=== Records supplied ===
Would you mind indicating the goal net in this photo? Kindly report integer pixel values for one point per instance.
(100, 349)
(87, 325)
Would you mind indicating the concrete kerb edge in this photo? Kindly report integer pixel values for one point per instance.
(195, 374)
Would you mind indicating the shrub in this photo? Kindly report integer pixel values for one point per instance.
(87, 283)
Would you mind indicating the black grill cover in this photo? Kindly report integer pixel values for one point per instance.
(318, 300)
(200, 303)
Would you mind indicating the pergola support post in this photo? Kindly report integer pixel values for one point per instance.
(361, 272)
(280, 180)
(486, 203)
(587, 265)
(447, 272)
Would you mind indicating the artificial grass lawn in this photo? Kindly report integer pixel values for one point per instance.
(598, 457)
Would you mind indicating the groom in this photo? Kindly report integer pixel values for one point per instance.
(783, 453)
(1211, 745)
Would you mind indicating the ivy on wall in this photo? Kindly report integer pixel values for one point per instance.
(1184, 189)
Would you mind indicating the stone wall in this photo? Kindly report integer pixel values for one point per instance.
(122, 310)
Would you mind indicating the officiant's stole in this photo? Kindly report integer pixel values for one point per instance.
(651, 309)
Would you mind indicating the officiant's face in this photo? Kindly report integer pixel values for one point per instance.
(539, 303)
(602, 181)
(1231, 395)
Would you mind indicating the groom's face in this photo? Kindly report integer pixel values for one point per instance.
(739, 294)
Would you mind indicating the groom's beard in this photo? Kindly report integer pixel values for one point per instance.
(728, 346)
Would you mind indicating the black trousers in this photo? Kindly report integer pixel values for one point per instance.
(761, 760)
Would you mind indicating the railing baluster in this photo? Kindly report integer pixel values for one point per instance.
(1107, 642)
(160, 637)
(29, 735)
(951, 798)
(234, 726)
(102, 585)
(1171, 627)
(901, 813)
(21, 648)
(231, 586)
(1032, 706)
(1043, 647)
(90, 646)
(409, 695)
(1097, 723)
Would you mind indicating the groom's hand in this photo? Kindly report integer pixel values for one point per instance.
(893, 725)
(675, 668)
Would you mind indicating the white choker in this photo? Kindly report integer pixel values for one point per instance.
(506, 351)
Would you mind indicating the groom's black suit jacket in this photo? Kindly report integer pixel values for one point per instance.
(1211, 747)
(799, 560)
===
**Activity:** Reproduce each line of the data without any change.

**Reply:**
Would you mind indicating the goal net in this photo? Kindly report integer pixel values for one point per instance.
(100, 349)
(87, 325)
Would you mind indicating the concrete kerb edge in this photo? Kindly report integer pixel values for one point per instance.
(195, 374)
Would you mind indicating the shrub in this photo? Kindly report integer pixel values for one point per instance.
(87, 283)
Would you mind indicating the black grill cover in this photo? Kindly report integer pixel values for one point per instance.
(318, 300)
(200, 303)
Would you mind indicating the pergola support post in this photo? Kindly report integer pixel values for one point per instance.
(361, 272)
(280, 180)
(486, 203)
(587, 265)
(447, 272)
Would you mind indicating the artificial grass lawn in this photo? Kindly report integer pixel values for one point per instance.
(598, 457)
Would you mind indicating the groom in this photo? Kindly report integer pixel values for one point per instance.
(783, 453)
(1211, 745)
Would you mind indicating the ivy on wall in this photo? Kindly report integer pixel values for one point per instance.
(1184, 189)
Would you mind indicating the stone wall in this photo? Kindly report integer pixel values for one point per instance.
(122, 310)
Would you mind indicating the officiant's stole in this photo? Kindly report integer pixel values for one point per instance.
(651, 309)
Would you mind indicating the officiant's face in this photo? Kindly report integer pixel values for one point per instance.
(539, 303)
(602, 181)
(1231, 395)
Would you mind indicating the groom's face in this photo? Kindly report integer pixel values for one point per instance.
(739, 294)
Would you mind indicating the groom's beard in this photo? Kindly report integer pixel values for one point per instance.
(728, 346)
Would you mind indicating the black trousers in this photo? Kindly report integer pixel values for one point per instance.
(761, 760)
Would you mind indicating the railing baluster in this photo? Kindly report integer pixel values for one point per instance.
(1107, 642)
(160, 637)
(29, 735)
(951, 798)
(234, 726)
(102, 585)
(1171, 627)
(901, 813)
(21, 648)
(231, 586)
(1032, 706)
(1043, 647)
(90, 646)
(409, 695)
(1097, 723)
Would you mind indicating the groom's hand in this photo? Kindly report integer pixel values for one point per instance.
(893, 725)
(675, 668)
Would you mind indicating the white choker in this photo? Kindly report integer pixel values for one point per instance.
(506, 351)
Would you mind indicating the groom's black suit jacket in this photo? Kindly report integer pixel values for one point per instance.
(1211, 747)
(799, 560)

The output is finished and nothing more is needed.